ARBEITSANWEISUNG
Gib den Abschnitt des Forenthreads zur Subdomain-Umleitung beginnend bei "## beliar (3." und endend bei "den domains: *." erneut wieder. Tausche dabei "workaround" gegen "Notlösung" aus.

LESETEXT

# falsche subdomains werden auf eine domain umgeleitet..



## SandMan (2. Aug. 2009)

morgen, 

ich habe ein richtig dickes problem:

Wenn jemand eine subodmain (test.beispiel1.de) aufruft, die subdomain aber nicht eingerichtet wird, landet er bei (beispiel2.de), oder auch (hallo.beispiel3.de) landet ebenfalls bei (beispiel2.de)

So sieht jeder der bei irgendeiner domain die auf meinem server liegt eine falsche subdomain im browser aufruft das die page (beispiel2.de) auf meinem server auch liegt, obwohl beispiel2.de mit dem ganzen nichts zu tun hat ?!?

Es scheint wohl ein dns problem zu sein?


Lösung:
Bei allen Domains als Standardsubdomain " *. " auswählen


----------



## SandMan (2. Aug. 2009)

also ich konnte den Fehler schon einmal soweit lokalisieren das er nur auftritt bei allen Domains die über die gleiche ip laufen


----------



## Till (3. Aug. 2009)

> Wenn jemand eine subodmain (test.beispiel1.de) aufruft, die subdomain aber nicht eingerichtet wird, landet er bei (beispiel2.de), oder auch (hallo.beispiel3.de) landet ebenfalls bei (beispiel2.de)


Das ist kein Fehler sondern das ist das normale Verhalten des apache Webservers. Wenn ein vhost nicht existiert wird eine Anfrage an eine nicht existierende Domain and den ersten vhost der IP weitergeleitet. Du kannst z.B. einen default vhost mit einer leeren Seite drin anlegen, wenn Du das anders haben möchtest, oder aber Du verweist ganz einfach keine Domains auf Deinen Server im DNS, die Du nicht auch einrichtest.


----------



## beliar (3. Aug. 2009)

hi sandman,

als workaround (der bei mir scheinbar funktioniert) würde ich die catchall-funktion anschalten.

-->
standardsubdomain bei den domains: *.

damit sollten subdomains die nicht existieren auf die jeweilige domain geleitet werden

hallo.beispiel3.de --> beispiel3.de
nix.domain17.de --> domain17.de

eine andere möglichkeit ist natürlich die cath-all-funktion im dns abzuschalten. in diesem fall sollte der browser die typische seite "server nicht gefunden" anzeigen wenn eine nicht existierende subdomain eingegeben wurde.

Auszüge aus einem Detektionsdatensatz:
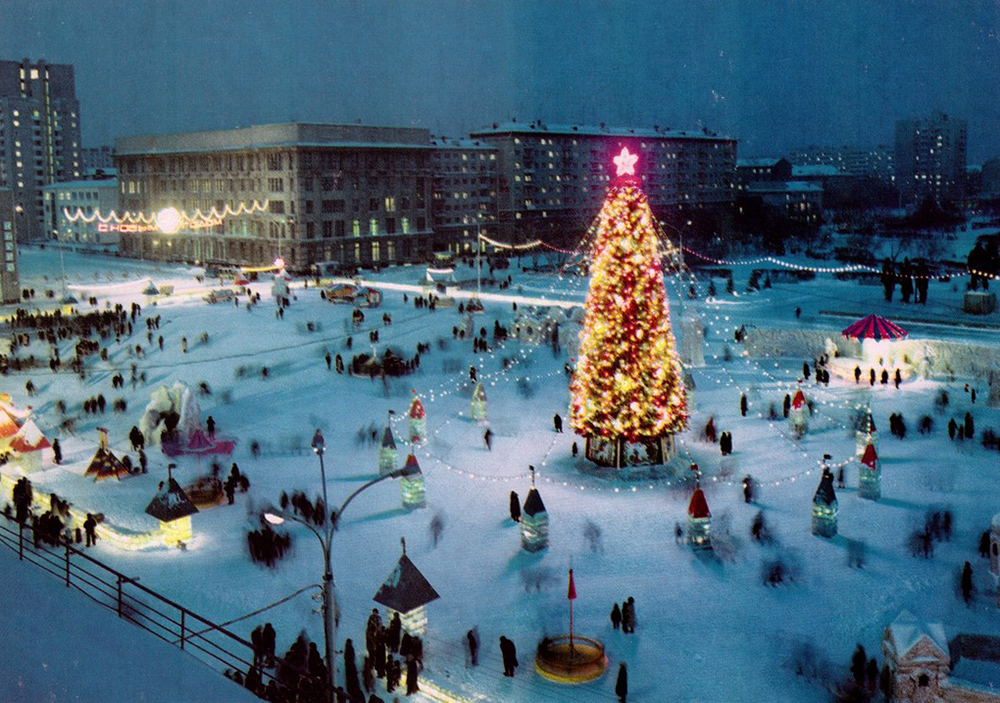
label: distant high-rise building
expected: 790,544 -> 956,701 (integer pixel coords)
80,146 -> 115,176
114,123 -> 434,271
788,144 -> 894,183
0,59 -> 80,241
470,120 -> 736,246
431,137 -> 499,254
0,188 -> 21,303
42,176 -> 120,244
895,111 -> 968,204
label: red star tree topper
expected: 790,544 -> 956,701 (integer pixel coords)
570,148 -> 687,441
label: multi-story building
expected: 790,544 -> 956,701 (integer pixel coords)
0,188 -> 21,303
0,59 -> 80,241
114,123 -> 434,270
788,144 -> 894,183
895,111 -> 968,204
431,137 -> 499,254
740,181 -> 823,224
80,146 -> 115,175
42,173 -> 120,244
470,121 -> 736,244
736,156 -> 792,184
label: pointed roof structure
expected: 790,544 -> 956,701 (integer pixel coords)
410,391 -> 426,420
521,466 -> 545,517
841,315 -> 906,341
10,417 -> 52,454
688,483 -> 712,520
886,610 -> 949,661
0,393 -> 27,439
522,486 -> 545,517
83,447 -> 128,481
146,476 -> 198,522
373,543 -> 441,613
83,427 -> 128,481
861,442 -> 878,471
792,388 -> 806,410
404,453 -> 423,478
813,469 -> 837,506
382,425 -> 396,449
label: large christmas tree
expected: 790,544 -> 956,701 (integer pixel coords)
570,148 -> 687,466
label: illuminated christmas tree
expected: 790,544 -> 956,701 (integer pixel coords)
570,148 -> 687,467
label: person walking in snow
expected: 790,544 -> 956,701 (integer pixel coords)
83,513 -> 97,547
406,657 -> 420,696
500,635 -> 518,677
465,628 -> 479,666
615,662 -> 628,703
622,596 -> 635,633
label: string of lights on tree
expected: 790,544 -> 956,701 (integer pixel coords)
570,148 -> 688,441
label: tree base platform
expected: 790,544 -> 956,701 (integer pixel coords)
584,434 -> 677,469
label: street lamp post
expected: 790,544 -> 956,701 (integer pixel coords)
660,220 -> 691,315
264,430 -> 411,701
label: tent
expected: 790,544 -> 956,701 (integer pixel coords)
9,417 -> 52,471
146,476 -> 198,547
374,543 -> 441,636
841,315 -> 907,342
83,427 -> 128,482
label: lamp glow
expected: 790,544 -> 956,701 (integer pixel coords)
156,207 -> 181,234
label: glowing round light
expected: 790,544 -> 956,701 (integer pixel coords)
156,207 -> 181,234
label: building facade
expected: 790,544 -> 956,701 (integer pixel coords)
114,123 -> 434,271
788,144 -> 894,183
42,178 -> 120,244
895,111 -> 968,205
740,181 -> 823,224
470,121 -> 736,246
736,157 -> 792,184
0,188 -> 21,303
0,59 -> 80,241
80,146 -> 115,175
431,137 -> 499,254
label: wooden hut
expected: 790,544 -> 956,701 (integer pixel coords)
83,427 -> 128,481
374,541 -> 441,637
812,467 -> 837,537
146,476 -> 198,547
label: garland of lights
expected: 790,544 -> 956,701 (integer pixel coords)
63,200 -> 270,225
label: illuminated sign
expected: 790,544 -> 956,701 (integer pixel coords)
97,222 -> 157,232
187,217 -> 222,229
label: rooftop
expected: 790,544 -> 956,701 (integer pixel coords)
42,178 -> 118,190
747,181 -> 823,193
470,120 -> 730,140
115,122 -> 432,156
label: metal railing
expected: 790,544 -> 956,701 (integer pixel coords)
0,515 -> 324,693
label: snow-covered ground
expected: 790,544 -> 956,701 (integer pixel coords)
3,249 -> 1000,703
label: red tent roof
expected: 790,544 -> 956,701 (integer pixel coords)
688,487 -> 712,519
0,407 -> 20,439
861,444 -> 878,469
410,396 -> 425,420
842,315 -> 906,340
792,389 -> 806,409
10,418 -> 52,454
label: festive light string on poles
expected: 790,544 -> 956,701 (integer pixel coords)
63,200 -> 270,225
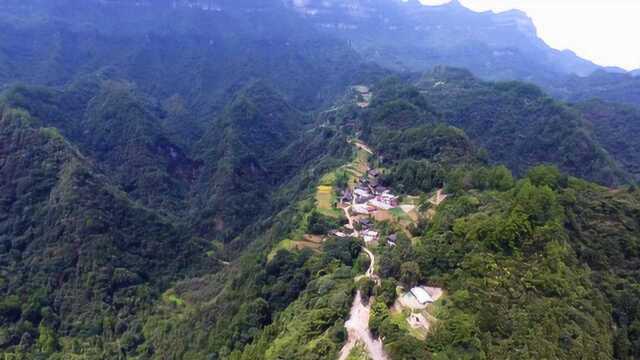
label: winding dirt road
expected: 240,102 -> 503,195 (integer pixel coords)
338,246 -> 389,360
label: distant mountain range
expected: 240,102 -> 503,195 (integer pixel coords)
285,0 -> 640,105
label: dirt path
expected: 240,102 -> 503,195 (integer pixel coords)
353,141 -> 373,155
362,246 -> 376,278
429,189 -> 447,206
338,291 -> 389,360
427,189 -> 447,220
343,206 -> 360,237
338,142 -> 389,360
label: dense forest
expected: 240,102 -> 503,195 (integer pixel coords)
0,0 -> 640,360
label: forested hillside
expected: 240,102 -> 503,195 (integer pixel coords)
0,0 -> 640,360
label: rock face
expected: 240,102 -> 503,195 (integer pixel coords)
285,0 -> 598,81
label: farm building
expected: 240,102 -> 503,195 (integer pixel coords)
411,286 -> 433,305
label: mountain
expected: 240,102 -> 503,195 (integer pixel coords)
418,68 -> 629,184
0,0 -> 640,360
0,0 -> 378,114
575,100 -> 640,181
289,0 -> 598,82
0,105 -> 217,353
554,71 -> 640,107
5,78 -> 198,213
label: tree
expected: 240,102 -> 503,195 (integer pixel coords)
358,277 -> 376,302
400,261 -> 422,287
36,321 -> 60,354
375,279 -> 397,306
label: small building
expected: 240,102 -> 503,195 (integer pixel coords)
362,230 -> 380,243
411,286 -> 433,305
340,190 -> 353,203
353,204 -> 369,215
353,188 -> 371,197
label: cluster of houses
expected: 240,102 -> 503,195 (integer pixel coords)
334,170 -> 399,246
342,170 -> 398,215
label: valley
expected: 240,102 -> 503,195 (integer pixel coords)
0,0 -> 640,360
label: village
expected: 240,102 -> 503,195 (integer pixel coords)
329,141 -> 447,360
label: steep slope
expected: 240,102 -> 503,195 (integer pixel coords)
418,68 -> 629,184
0,106 -> 215,356
574,100 -> 640,181
553,70 -> 640,107
288,0 -> 598,82
563,181 -> 640,359
194,82 -> 356,240
5,78 -> 197,213
0,0 -> 376,112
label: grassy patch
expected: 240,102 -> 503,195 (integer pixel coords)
162,289 -> 184,306
316,186 -> 340,218
267,239 -> 295,261
347,342 -> 370,360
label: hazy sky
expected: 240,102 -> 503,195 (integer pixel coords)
420,0 -> 640,70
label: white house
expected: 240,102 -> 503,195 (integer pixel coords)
411,287 -> 433,305
353,204 -> 369,215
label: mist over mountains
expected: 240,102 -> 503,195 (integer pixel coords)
0,0 -> 640,360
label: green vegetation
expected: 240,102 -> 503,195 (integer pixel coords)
0,4 -> 640,360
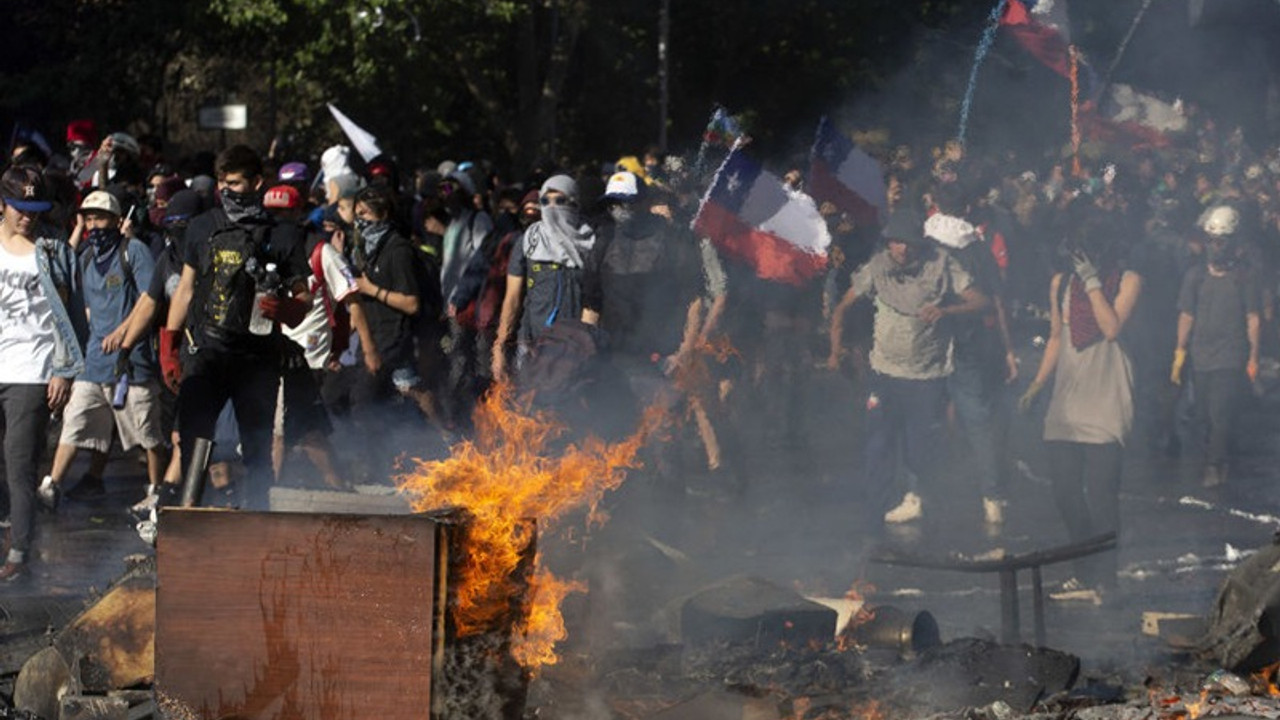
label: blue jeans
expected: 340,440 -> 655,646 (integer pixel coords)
863,373 -> 947,528
947,354 -> 1001,500
0,384 -> 49,562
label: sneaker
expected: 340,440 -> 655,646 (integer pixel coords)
36,475 -> 63,512
137,507 -> 160,547
1048,578 -> 1102,605
65,474 -> 106,500
0,562 -> 27,583
982,497 -> 1009,525
884,492 -> 924,525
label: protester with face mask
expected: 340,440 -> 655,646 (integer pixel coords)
436,168 -> 494,425
113,184 -> 205,514
583,172 -> 703,443
1019,199 -> 1142,600
40,190 -> 168,510
160,145 -> 311,510
1170,205 -> 1262,487
490,176 -> 595,380
351,186 -> 439,477
827,208 -> 991,536
0,167 -> 88,583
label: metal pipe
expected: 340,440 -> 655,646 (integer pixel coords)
182,438 -> 214,507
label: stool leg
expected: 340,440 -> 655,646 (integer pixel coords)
1032,565 -> 1044,647
1000,570 -> 1021,643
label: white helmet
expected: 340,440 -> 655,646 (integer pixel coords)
1204,205 -> 1240,237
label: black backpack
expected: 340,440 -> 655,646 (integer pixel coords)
192,223 -> 271,334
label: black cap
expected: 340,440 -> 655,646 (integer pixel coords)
164,188 -> 205,224
881,208 -> 924,243
0,165 -> 54,213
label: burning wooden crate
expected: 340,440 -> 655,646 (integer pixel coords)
155,510 -> 534,719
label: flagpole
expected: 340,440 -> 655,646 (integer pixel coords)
694,105 -> 723,176
956,0 -> 1007,146
1098,0 -> 1151,96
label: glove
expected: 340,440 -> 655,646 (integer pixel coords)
1071,252 -> 1102,292
257,295 -> 311,328
1018,380 -> 1044,413
160,328 -> 182,392
1169,347 -> 1187,386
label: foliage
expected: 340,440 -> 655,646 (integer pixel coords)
0,0 -> 1192,174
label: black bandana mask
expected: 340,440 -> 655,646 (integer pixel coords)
84,228 -> 120,274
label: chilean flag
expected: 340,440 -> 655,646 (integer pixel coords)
1000,0 -> 1071,77
1000,0 -> 1100,97
692,145 -> 831,286
809,117 -> 888,227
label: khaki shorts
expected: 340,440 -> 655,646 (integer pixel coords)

ANTWORT
## beliar (3. Aug. 2009)

hi sandman,

als Notlösung (der bei mir scheinbar funktioniert) würde ich die catchall-funktion anschalten.

-->
standardsubdomain bei den domains: *.